▶ **EXTRACTED DATA**
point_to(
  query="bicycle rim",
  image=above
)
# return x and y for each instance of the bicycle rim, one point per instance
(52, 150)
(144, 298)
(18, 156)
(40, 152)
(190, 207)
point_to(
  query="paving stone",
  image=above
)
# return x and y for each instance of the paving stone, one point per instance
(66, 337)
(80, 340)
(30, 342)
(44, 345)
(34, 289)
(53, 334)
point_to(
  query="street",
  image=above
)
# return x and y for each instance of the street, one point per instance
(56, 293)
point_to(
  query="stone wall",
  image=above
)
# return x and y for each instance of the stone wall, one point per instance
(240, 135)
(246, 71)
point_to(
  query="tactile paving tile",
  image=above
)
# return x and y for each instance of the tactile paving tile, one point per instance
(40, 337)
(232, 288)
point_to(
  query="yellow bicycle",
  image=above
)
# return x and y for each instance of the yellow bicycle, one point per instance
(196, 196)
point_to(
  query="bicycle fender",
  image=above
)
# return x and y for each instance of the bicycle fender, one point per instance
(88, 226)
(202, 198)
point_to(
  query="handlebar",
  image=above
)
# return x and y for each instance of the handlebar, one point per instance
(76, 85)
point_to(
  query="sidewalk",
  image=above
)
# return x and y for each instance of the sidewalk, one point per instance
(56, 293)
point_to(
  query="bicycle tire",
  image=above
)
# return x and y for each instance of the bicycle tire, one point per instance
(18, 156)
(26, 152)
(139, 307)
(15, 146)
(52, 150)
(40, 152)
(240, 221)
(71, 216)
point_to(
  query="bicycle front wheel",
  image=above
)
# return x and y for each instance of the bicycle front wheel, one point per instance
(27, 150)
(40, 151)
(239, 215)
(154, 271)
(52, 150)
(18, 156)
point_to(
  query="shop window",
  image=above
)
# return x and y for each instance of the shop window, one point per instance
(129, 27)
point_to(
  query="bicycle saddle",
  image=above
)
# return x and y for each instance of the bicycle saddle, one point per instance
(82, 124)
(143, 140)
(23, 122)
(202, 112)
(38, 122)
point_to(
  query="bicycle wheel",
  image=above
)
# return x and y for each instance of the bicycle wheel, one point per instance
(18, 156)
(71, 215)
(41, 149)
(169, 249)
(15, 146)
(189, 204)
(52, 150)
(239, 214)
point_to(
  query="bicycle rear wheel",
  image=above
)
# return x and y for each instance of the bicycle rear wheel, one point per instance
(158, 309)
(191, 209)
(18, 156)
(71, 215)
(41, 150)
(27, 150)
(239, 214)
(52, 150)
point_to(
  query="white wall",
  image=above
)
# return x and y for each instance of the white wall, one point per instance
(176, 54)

▶ **TASK ITEM**
Each record must be transcribed exactly, with nothing left out.

▶ **ANSWER SPACE**
point_to(
  query="bicycle rim",
  image=above
)
# return x and y for each instance of the bicycle rim, one point per instance
(52, 150)
(144, 298)
(18, 156)
(40, 152)
(190, 207)
point_to(
  query="paving stone",
  image=above
)
# return x and y for each instance of the paving stone, one point per instance
(66, 337)
(80, 340)
(30, 342)
(44, 345)
(34, 289)
(53, 334)
point_to(
  query="street",
  image=above
)
# return x and y for each instance of the street, one point per instance
(56, 293)
point_to(
  query="stone wall",
  image=above
)
# return x and y for each instance of the stone wall, one point per instance
(240, 135)
(246, 71)
point_to(
  query="tactile paving tile",
  image=above
)
# return x and y for each instance of the tactile paving tile, one point per instance
(40, 337)
(232, 288)
point_to(
  query="yellow bicycle",
  image=above
)
# return x and y for each instance of the yellow bicycle, one point per instance
(196, 196)
point_to(
  query="bicycle fender",
  image=above
)
# return x and y for each instance of the bicycle fender, one point per instance
(88, 226)
(202, 198)
point_to(
  query="handlebar",
  image=above
)
# return x and y for each instance of the handlebar, one point per instance
(76, 85)
point_to(
  query="sidewalk",
  image=above
)
# return x and y for each instance of the sidewalk, one point per instance
(56, 293)
point_to(
  query="bicycle tire",
  image=above
)
# return x and y for each instance of the bicycle tire, one point per instance
(18, 156)
(26, 152)
(139, 307)
(15, 146)
(52, 150)
(40, 152)
(240, 221)
(71, 216)
point_to(
  query="bicycle front wheel",
  image=above
)
# return x and y for each instance of the bicycle front wheel, one point per instance
(27, 150)
(40, 151)
(239, 215)
(154, 271)
(52, 150)
(18, 156)
point_to(
  query="shop window",
  image=above
)
# return x and y for each instance of the shop window, one point per instance
(129, 27)
point_to(
  query="bicycle saddle",
  image=above
)
# return x and y for each instance of the bicycle saddle, one point per instance
(82, 124)
(143, 140)
(23, 122)
(202, 112)
(38, 122)
point_to(
  query="bicycle wheel",
  image=above
)
# return x and y for each instance of the bicycle wheel, one point per instance
(18, 156)
(71, 215)
(41, 149)
(169, 249)
(15, 146)
(189, 204)
(52, 150)
(239, 214)
point_to(
  query="bicycle rear wheel",
  image=above
)
# return x and y for each instance of the bicycle rear wheel, one point per instance
(158, 309)
(191, 209)
(18, 156)
(71, 215)
(41, 150)
(27, 150)
(239, 214)
(52, 150)
point_to(
  query="white wall",
  image=above
)
# return x and y for each instance of the white wall, one point per instance
(176, 54)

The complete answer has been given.